THE TASK:
Wherever the string "woman" appears in the records, return the line that holds it.

--- EXTRACTED ENTRIES Enclosed Below ---

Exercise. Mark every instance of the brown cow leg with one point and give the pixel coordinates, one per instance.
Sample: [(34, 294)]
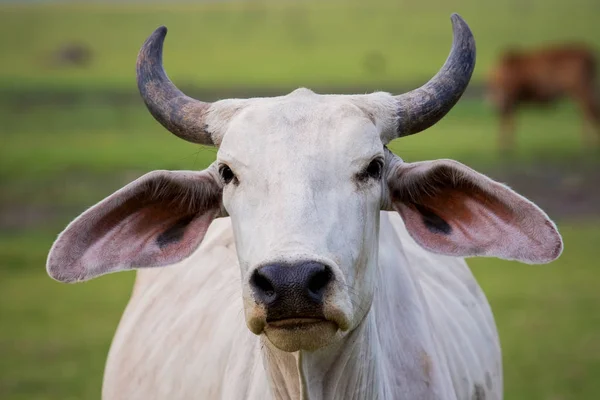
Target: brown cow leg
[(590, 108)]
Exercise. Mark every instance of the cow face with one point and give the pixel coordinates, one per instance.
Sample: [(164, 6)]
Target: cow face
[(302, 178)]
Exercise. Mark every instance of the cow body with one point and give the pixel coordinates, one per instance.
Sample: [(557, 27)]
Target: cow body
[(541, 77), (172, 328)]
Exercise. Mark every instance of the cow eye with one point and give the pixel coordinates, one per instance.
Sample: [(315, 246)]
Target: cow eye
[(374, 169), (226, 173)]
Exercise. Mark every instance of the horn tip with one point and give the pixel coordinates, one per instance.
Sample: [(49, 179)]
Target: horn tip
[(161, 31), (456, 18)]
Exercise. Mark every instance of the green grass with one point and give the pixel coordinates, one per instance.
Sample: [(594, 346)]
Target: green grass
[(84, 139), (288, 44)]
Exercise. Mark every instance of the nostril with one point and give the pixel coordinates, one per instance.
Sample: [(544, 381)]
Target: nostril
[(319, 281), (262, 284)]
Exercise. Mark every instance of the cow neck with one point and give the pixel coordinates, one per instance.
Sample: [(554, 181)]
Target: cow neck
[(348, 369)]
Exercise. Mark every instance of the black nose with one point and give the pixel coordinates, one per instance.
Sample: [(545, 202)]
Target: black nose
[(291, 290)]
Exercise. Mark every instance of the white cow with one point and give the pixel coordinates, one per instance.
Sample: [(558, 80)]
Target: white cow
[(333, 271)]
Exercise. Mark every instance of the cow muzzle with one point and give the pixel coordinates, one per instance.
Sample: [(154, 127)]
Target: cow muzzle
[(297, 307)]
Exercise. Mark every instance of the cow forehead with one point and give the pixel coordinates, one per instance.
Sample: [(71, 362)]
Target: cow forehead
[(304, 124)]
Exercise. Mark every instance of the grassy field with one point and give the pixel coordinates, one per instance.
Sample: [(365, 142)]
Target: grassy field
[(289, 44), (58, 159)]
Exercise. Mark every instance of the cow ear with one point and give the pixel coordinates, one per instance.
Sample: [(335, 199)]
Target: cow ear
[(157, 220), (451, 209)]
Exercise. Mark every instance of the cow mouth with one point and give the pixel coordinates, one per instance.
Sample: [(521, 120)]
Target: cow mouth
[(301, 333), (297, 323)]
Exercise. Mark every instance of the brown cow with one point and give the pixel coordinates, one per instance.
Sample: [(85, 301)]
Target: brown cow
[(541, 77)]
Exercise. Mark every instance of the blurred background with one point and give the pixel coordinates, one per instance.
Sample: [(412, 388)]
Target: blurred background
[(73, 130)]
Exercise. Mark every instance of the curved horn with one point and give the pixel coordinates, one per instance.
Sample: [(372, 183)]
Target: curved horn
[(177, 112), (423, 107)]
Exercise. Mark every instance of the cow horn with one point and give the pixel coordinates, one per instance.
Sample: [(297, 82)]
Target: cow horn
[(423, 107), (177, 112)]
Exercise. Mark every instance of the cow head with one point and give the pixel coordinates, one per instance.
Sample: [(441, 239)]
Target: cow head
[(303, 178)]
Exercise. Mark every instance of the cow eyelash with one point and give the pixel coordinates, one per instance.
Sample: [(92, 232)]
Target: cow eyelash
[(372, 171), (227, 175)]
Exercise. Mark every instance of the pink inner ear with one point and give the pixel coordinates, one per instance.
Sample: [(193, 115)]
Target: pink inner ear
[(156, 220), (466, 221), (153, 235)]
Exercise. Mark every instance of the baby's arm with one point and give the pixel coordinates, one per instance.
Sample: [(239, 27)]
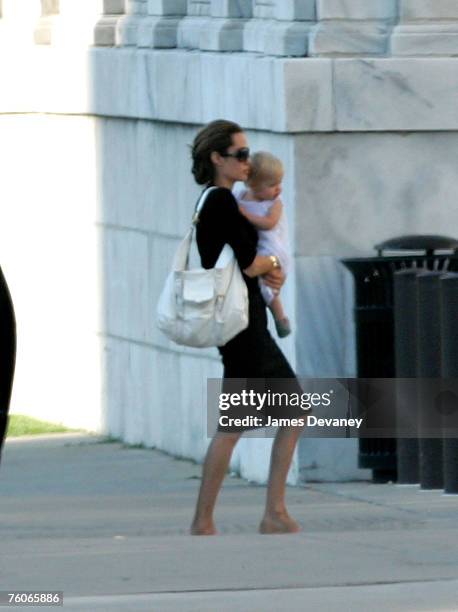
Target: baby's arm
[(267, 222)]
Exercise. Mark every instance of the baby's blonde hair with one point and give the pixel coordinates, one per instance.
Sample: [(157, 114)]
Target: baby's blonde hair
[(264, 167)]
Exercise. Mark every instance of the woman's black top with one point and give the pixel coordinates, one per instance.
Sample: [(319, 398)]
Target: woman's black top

--- End of Enclosed EXTRACTED ENTRIES ---

EXERCISE OUTPUT:
Exercise. Mark every instance of the woman's black top with one point and give the pixel coordinates, one per instance.
Target: woman's black top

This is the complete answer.